In some ways we do the same thing. I heard about a dear man standing up in a meeting where they were taking an offering and subscriptions of money, and he said, "I want to give $100 -- anonymously." But Jesus said the one who really moved his heart and contributed tremendously to the kingdom of God was a little, unnamed, unknown widow who had no influence, who had no outward posture of being worth anything. She came and put in two tiny coins that added up to no more than a penny; but because she loved the Lord her God with all her heart, all her soul, all her strength, and all her mind, she gave it. And Jesus said, "She has done more for the kingdom of heaven than all the outward performances of all these others combined."
What is that saying to us? We are so intent upon the fact that God wants some kind of activity on our part, are we not? We think that the way to serve God is to do spectacular or showy things -- to win a lot of people to Christ, or to give our time, or work in open ways. Yet the Scriptures tells us over and over that works are just the channel. God wants performance, but only if the attitude of our heart is right. If you cannot do anything outwardly, your attitude may still be right -- your attitude toward your neighbor and friends and your children and your husband and your wife and your boss and those who irritate you. If your attitude is one of love, love received from the God who loves you, then you are advancing the kingdom of God far, far more than all that is done outwardly by the greatest saints of our day and time. Is that not amazing!
God says, "You can serve me in the quiet of your home and by the gentle, sweet spirit that you display in the midst of pressures and problems. You have done more to advance the kingdom of God than those who get out and proclaim the word on public address systems everywhere." That is the way God sees life.
Now that is both discouraging and encouraging. It is discouraging for those of us who have a public ministry. We are mentally jotting down in the back of our minds how impressed God ought to be with our performance. But God is looking at our heart. This is very encouraging for us to remember in those private moments when our attitude changes. Nobody was watching, nobody saw what we were thinking, yet, instead of being short and caustic and sarcastic, we were sweet and patient and gentle. God says the kingdom of God is advanced by that event, by that activity, by that attitude.

....

Task set:
1. Answer these questions from the passage on the widow's offering, giving each answer on its own line and labeling it (a), (b) or (c) to match.
(a) How much money did the man in the meeting say he wanted to give?
(b) What did the widow's two tiny coins add up to?
(c) For whom does the passage say this truth is discouraging?
2. Continue the passage on the widow's offering from where it stops, keeping its voice and argument.

....

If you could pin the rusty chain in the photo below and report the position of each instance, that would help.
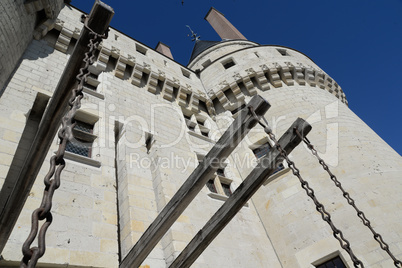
(57, 163)
(351, 202)
(345, 244)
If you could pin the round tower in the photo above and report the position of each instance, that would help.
(235, 69)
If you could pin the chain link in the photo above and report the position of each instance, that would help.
(345, 244)
(57, 163)
(351, 202)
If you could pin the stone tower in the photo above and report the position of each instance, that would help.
(147, 121)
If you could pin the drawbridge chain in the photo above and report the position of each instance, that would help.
(351, 202)
(345, 244)
(57, 163)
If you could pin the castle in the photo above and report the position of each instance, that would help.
(146, 122)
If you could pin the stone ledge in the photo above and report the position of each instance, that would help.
(276, 175)
(82, 159)
(192, 133)
(93, 93)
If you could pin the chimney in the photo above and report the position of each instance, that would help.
(164, 49)
(222, 26)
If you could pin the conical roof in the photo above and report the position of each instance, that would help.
(200, 46)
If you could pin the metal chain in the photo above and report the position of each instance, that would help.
(345, 244)
(351, 202)
(57, 163)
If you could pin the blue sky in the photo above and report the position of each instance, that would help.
(358, 43)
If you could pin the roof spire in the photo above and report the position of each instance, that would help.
(222, 26)
(194, 36)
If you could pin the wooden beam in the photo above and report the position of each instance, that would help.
(243, 193)
(193, 185)
(13, 201)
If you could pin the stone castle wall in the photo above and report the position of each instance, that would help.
(154, 119)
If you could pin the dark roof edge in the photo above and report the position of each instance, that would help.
(212, 8)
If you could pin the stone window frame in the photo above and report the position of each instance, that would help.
(277, 173)
(186, 73)
(198, 124)
(90, 119)
(228, 63)
(218, 180)
(283, 52)
(141, 49)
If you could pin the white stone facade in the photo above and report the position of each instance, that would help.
(154, 119)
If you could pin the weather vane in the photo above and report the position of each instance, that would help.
(194, 36)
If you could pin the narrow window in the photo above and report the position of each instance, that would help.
(262, 150)
(283, 52)
(226, 189)
(185, 73)
(206, 63)
(83, 139)
(220, 172)
(140, 49)
(211, 186)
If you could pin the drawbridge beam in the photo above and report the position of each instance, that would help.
(239, 198)
(12, 201)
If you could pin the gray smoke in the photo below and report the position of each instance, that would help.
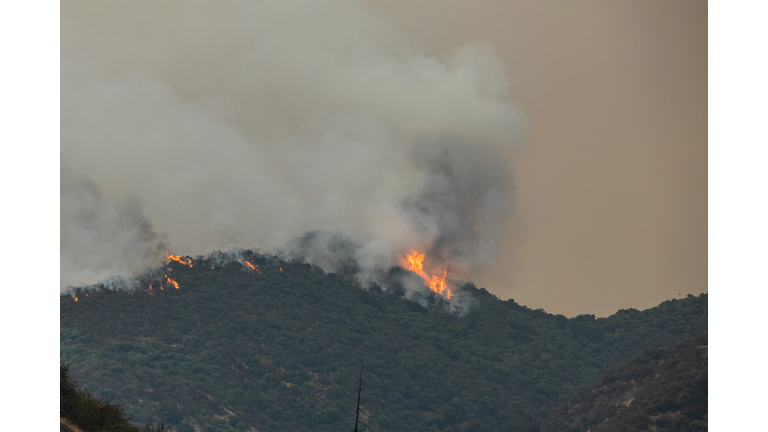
(467, 193)
(244, 124)
(100, 239)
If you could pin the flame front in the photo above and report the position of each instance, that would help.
(252, 267)
(172, 282)
(415, 263)
(179, 259)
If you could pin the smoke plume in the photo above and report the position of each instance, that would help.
(248, 123)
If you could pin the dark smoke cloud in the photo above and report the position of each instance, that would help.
(244, 124)
(466, 194)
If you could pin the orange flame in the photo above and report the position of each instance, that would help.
(252, 266)
(415, 263)
(179, 259)
(172, 282)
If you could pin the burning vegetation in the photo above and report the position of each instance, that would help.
(415, 262)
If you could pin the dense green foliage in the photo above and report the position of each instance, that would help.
(92, 413)
(662, 390)
(280, 349)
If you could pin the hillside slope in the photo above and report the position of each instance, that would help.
(278, 347)
(661, 390)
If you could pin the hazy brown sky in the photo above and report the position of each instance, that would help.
(247, 123)
(611, 206)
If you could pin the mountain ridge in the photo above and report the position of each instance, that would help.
(236, 348)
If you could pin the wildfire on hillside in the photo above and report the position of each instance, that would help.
(253, 267)
(179, 259)
(172, 282)
(415, 262)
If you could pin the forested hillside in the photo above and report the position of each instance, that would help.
(256, 343)
(663, 390)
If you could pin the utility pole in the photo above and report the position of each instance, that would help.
(359, 391)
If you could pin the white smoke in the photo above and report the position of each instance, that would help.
(246, 123)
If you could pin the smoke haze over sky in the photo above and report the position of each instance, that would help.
(199, 127)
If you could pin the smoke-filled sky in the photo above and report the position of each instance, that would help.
(552, 152)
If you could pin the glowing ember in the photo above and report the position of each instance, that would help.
(253, 267)
(172, 282)
(179, 259)
(415, 263)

....

Solved problems:
1.
(a) $100, anonymously.
(b) No more than a penny.
(c) Those who have a public ministry.

2.
These words of Jesus really search our hearts, do they not? And yet how wise they are, how true they are as they put their finger on the thing that really counts. Here is a poor widow who loved the Lord with all her heart, soul, mind and strength, and God saw it.
Our Father, with the apostle we cry, "Oh, the depths of the riches both of the wisdom and knowledge of God, how unsearchable are his judgments and his ways past finding out." Confronted with this mystery, our Father, we can only respond with a heart of gratitude and joy and thanksgiving that you have given to us so richly of your love. Help us now to turn around and pass it to our neighbor -- for your sake, Lord Jesus, to love when our flesh cries out to hate; for your sake to respond with patience and pity instead of with sharpness and sarcasm; for your sake, Lord Jesus, to go out of our way to meet another's needs instead of indulging our own selfishness Lord, you have called us to this way of life and you must empower it. We thank you that you are ready to do so when we are ready to obey. Help us to be joyful peaceful, loving instruments expressing your kind and quality of life in this day, this week, this month, this year. In the name of Jesus Christ we pray, Amen.